Igor, This is a subject area that seems like it would be a good starter learning project and doable but really its not.
There are many problems that just are not suited to a young person at that age level of comprehension. Gaming graphics for example often requires understanding quaternion math, computer science, and hardware at a very low level (realtime processing where ms framerate processing counts).
Game design often also is multidisciplinary and requires knowledge of psychology, storytelling, music, and art.
Kids simply don't have the life experience, to put something together for this and have it turn out in a satisfying completed project.
Additionally, even when you are an expert, the experts don't play their own games most times. The vast majority of the fun and allure comes from the discovery of not knowing everything about the game and discovering it. This is why writing games for yourself is often doomed to failure.
Additionally, most games today have subtle manipulations and embedded addiction triggers. These aren't things they can just pick up and use. As an example of this, Call of Duty and Battlefield (FPS), have headshot audio triggers that associate through pavlovian conditioning headshots ingame with the dopamine hit sound cha-ching.

Extracted material:
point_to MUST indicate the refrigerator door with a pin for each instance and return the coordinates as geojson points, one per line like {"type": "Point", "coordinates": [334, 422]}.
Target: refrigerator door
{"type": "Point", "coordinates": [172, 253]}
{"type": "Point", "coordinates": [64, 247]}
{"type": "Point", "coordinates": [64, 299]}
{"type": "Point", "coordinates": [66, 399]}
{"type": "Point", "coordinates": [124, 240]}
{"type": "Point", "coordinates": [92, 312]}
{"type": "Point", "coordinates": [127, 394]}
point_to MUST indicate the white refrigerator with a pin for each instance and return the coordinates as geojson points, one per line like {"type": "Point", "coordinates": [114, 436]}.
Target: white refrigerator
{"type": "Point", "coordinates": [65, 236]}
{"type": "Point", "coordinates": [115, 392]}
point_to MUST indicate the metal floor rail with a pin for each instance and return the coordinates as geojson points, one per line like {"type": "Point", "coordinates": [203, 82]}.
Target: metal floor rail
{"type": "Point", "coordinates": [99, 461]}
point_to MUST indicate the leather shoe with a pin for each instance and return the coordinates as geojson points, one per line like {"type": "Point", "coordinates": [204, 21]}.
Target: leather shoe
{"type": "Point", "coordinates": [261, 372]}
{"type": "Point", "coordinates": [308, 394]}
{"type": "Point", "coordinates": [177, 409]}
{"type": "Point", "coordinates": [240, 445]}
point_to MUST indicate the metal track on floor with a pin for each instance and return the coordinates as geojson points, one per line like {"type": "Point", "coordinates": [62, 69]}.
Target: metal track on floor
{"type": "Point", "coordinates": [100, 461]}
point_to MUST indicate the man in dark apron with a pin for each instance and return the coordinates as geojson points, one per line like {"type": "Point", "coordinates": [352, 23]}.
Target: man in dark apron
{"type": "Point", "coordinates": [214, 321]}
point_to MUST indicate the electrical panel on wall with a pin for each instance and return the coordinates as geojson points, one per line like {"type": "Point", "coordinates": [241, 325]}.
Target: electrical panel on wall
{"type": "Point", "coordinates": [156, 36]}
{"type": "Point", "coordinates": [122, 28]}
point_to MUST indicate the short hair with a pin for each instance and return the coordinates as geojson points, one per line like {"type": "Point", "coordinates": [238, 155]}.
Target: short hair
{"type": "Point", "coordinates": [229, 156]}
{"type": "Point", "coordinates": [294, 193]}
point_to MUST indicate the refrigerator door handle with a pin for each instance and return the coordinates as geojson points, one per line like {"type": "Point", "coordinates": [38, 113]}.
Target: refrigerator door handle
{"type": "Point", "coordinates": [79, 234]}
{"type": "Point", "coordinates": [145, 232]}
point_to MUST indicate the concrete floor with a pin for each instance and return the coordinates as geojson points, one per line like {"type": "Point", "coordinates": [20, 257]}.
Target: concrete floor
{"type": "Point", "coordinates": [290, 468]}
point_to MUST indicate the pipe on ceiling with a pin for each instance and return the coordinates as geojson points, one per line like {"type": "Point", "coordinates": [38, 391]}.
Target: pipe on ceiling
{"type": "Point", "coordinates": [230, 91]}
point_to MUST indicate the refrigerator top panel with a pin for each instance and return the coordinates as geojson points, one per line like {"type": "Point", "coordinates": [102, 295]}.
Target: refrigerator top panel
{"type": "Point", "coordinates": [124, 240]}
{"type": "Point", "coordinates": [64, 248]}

Given request: Write the next part of the reply on game development for young learners, starting after its final sentence. The entries stand apart from the reply on game development for young learners and are separate material.

Reply:
The ability to control addiction is in a part of the brain that doesn't usually develop fully until your 20s, and this stuff is in most modern games. There is a framework called the Octalysis Framework, it provides common methods to embed dark patterns in a way people don't perceive. It is based on some earlier work based in thought reform (torture), and later psychology experiments identifying key drivers to enable manipulation. This is extremely subtle stuff similar to what Pixar & Disney do in their movies (i.e. the handsome guy is always the villain, the preacher is always crazy...lot more).
Robert Cialdini wrote a book covering some of this precursor material. The book is called Influence, and it lays out all our natural perceptual blindspots, and how to exploit them. These are blindspots not even grown adults will notice most of the time without training.
I think you will be better served by starting them on something educationally constructive that is more suited for their age. If you are looking for something math related, Cosmic Calculator series has shortcuts that let you do math amazingly fast. Storytelling for writing authors may be good as well, or just focus on getting them to read for pleasure.
Descartes Rules of Method were particularly useful around that age as well as logic and reasoning (which public education will not teach them), since they are only just starting to be able to discern lies from truths, and that is a major developmental milestone.
Other activities might include Piano lessons, or art lessons.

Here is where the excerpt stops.